**What you should do**
Reproduce the lines of the entries below word for word, starting at the line that contains "Pinpoint wooden stick" and ending at the line that contains "[476,0,495,110]", with both of those lines included and nothing else.

Stored items
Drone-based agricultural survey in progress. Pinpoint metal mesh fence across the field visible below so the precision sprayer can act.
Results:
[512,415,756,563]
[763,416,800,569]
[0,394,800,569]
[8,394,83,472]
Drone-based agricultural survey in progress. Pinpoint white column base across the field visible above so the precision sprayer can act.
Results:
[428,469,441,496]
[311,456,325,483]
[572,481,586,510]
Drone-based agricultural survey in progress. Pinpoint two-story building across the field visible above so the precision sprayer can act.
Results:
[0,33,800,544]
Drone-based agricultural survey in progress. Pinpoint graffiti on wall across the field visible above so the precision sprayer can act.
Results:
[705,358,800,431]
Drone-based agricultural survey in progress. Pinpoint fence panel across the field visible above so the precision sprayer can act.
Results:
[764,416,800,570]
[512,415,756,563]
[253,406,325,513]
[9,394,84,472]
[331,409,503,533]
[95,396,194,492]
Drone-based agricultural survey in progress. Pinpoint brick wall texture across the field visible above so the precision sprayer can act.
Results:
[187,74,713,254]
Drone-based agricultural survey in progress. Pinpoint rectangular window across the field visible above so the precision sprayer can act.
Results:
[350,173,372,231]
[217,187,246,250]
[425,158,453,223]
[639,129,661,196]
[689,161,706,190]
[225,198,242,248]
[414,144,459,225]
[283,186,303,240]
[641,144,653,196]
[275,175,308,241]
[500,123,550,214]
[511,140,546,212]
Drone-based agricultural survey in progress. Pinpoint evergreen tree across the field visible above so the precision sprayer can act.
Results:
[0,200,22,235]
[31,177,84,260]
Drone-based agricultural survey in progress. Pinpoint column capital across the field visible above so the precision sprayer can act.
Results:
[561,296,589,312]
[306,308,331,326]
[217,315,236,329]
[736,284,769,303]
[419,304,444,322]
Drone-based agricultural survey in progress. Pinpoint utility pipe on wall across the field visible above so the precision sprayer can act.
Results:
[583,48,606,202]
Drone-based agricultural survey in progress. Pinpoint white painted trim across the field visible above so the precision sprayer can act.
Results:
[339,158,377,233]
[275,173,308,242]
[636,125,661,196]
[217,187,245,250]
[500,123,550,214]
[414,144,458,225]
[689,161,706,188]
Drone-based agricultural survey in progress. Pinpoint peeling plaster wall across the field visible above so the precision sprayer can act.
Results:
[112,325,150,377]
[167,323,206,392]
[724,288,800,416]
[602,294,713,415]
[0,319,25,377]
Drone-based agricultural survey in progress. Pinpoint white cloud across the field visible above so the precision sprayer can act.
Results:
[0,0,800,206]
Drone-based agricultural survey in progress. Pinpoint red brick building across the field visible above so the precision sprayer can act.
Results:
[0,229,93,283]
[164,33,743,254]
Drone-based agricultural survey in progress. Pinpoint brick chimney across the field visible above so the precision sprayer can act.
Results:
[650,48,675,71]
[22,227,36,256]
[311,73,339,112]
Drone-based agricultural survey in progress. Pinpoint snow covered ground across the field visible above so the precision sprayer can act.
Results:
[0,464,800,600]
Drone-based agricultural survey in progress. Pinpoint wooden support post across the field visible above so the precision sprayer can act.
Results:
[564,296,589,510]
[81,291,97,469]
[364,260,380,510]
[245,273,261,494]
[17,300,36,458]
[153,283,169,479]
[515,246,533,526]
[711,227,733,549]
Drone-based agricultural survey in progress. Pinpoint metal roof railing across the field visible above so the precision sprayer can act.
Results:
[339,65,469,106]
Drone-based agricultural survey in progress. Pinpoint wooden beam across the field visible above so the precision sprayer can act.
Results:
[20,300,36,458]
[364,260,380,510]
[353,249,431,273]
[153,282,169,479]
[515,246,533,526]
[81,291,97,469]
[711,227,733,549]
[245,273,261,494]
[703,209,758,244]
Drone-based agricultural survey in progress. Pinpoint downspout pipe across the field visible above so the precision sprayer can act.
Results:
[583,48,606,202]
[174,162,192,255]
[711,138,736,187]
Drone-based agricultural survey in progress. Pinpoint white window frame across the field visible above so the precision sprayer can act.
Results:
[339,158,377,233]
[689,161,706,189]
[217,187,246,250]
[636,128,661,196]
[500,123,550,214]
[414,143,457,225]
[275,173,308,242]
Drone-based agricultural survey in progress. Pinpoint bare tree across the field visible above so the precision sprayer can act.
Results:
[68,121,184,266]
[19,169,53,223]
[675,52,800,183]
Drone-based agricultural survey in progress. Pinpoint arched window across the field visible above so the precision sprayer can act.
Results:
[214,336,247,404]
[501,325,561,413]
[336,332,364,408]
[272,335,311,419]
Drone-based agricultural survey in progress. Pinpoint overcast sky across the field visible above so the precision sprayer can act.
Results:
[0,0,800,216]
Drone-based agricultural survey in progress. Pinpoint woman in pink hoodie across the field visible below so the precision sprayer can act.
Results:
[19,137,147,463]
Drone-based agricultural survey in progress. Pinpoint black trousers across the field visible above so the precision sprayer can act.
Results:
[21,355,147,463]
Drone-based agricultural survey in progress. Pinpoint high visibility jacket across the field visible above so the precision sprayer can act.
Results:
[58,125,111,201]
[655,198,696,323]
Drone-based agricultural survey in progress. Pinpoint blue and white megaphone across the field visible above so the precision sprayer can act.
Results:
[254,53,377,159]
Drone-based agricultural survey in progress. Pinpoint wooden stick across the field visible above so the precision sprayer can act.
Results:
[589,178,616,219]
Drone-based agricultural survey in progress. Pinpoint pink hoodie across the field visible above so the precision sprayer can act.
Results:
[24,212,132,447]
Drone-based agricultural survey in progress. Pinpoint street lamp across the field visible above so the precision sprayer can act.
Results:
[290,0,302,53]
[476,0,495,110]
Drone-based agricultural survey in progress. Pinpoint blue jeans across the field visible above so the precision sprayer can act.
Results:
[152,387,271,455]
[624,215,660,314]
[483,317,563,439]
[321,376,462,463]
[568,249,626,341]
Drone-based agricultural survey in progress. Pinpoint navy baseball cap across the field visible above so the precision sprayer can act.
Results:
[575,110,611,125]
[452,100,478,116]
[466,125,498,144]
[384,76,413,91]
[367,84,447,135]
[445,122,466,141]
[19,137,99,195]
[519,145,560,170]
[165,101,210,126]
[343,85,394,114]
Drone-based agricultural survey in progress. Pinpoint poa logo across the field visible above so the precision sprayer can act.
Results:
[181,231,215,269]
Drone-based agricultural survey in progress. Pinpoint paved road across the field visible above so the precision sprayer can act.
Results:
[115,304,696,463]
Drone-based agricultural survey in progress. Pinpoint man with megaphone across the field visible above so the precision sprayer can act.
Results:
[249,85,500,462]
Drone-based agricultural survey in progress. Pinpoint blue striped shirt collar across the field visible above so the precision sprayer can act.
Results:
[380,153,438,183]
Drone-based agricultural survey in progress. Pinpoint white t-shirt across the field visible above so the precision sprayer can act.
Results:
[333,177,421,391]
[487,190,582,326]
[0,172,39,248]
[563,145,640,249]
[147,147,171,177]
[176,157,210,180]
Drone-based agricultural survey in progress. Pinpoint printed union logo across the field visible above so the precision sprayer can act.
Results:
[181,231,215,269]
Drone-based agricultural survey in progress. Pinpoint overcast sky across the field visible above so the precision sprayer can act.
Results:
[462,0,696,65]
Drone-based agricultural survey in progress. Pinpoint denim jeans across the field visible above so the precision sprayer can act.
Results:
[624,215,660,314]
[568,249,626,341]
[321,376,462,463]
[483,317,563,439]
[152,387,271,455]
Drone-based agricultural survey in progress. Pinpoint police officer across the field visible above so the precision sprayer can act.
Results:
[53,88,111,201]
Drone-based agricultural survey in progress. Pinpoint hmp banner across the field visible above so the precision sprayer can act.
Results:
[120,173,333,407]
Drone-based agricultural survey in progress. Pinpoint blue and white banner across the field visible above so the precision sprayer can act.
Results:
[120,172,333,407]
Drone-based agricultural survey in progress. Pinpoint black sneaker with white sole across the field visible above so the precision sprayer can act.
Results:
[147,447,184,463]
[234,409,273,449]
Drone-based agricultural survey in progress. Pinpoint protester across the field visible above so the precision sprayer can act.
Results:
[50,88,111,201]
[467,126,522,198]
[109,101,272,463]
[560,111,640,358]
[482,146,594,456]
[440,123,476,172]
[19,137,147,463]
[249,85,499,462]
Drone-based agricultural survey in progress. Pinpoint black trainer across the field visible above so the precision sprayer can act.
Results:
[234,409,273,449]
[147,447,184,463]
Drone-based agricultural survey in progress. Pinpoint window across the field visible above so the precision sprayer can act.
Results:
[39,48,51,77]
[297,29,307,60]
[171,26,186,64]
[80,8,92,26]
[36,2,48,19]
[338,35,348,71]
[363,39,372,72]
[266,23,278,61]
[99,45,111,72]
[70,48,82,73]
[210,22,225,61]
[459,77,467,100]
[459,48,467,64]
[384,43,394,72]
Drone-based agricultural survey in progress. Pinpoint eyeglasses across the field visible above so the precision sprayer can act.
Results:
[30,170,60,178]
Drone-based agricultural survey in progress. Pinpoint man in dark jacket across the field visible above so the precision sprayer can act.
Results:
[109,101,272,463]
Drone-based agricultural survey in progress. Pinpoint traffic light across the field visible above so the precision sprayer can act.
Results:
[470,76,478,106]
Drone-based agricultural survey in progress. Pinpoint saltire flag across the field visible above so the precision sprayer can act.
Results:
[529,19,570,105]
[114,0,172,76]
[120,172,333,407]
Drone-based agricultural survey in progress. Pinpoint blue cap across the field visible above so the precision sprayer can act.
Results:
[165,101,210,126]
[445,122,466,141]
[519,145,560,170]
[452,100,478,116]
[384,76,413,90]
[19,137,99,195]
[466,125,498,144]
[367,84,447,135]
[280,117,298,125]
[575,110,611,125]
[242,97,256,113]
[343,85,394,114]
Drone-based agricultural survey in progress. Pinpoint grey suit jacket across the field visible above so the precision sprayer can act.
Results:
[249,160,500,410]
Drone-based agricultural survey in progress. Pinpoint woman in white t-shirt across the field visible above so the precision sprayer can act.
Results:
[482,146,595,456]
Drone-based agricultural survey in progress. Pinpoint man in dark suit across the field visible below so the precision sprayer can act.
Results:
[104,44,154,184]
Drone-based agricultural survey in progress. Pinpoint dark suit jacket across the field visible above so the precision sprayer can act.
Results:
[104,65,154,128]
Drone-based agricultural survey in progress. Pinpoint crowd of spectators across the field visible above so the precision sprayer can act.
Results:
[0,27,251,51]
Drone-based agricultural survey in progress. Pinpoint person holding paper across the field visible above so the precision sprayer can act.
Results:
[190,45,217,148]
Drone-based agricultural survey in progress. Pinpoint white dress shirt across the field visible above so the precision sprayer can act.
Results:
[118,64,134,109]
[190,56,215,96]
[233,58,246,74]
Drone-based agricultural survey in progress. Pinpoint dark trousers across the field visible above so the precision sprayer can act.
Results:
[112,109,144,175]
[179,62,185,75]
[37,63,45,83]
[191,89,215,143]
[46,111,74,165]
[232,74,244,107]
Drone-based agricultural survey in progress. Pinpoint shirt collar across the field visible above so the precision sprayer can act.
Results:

**Answer in full**
Drone-based agricultural survey in progress. Pinpoint wooden stick across the field visible above so the precision sprayer can act.
Results:
[589,178,616,219]
Drone-based agricultural survey in progress. Pinpoint pink hoodie across the field visible above so the precision sprayer can act.
Results:
[24,212,132,447]
Drone-based agricultural survey in progress. Pinpoint street lamp across the field visible above so the precision sprayer can act.
Results:
[290,0,302,53]
[476,0,495,110]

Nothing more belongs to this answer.